> **REQUIREMENT 1**: From the passage on the CIRA panel ruling, list every condition that the three-part CDRP test required before a trademark owner could recover a domain name.
> **REQUIREMENT 2**: Reproduce the passage on the CIRA panel ruling, starting at the words "In Diners Club" and stopping after "for trademark owners.". Switch "slightly puzzling" to "somewhat surprising".
> **REQUIREMENT 3**: According to the passage on the CIRA panel ruling, which requirement did the panel in Diners Club International Ltd v Planet Explorer Inc rule need not be satisfied?

CIRA panel rewrites the rules

Canada

In Diners Club International Ltd v Planet Explorer Inc, a Canadian Internet Registration Authority (CIRA) panel has ruled that the bad-faith requirement, which is one of the three conditions for transfer set out in the CIRA Domain Name Dispute Resolution Policy (CDRP), need not be satisfied. The decision is slightly puzzling but is a positive development for trademark owners.

Prior to Diners Club and in accordance with the terms of the three-part CDRP test, domain names could be recovered by trademark owners under the CDRP where:

  • the registrant's domain name is confusingly similar to a mark in which the complainant had rights prior to the date of registration;

  • the registrant has no legitimate interest; and

  • the registrant has registered and is using the domain name in bad faith.

> **RECORDED INFORMATION**:
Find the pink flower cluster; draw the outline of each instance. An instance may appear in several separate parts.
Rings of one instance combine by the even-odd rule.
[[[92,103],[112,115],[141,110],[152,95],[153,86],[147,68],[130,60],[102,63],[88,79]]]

> **FULL OUTPUT 1**:
- The registrant's domain name is confusingly similar to a mark in which the complainant had rights prior to the date of registration.
- The registrant has no legitimate interest.
- The registrant has registered and is using the domain name in bad faith.

> **FULL OUTPUT 2**:
In Diners Club International Ltd v Planet Explorer Inc, a Canadian Internet Registration Authority (CIRA) panel has ruled that the bad-faith requirement, which is one of the three conditions for transfer set out in the CIRA Domain Name Dispute Resolution Policy (CDRP), need not be satisfied. The decision is somewhat surprising but is a positive development for trademark owners.

> **FULL OUTPUT 3**: The bad-faith requirement.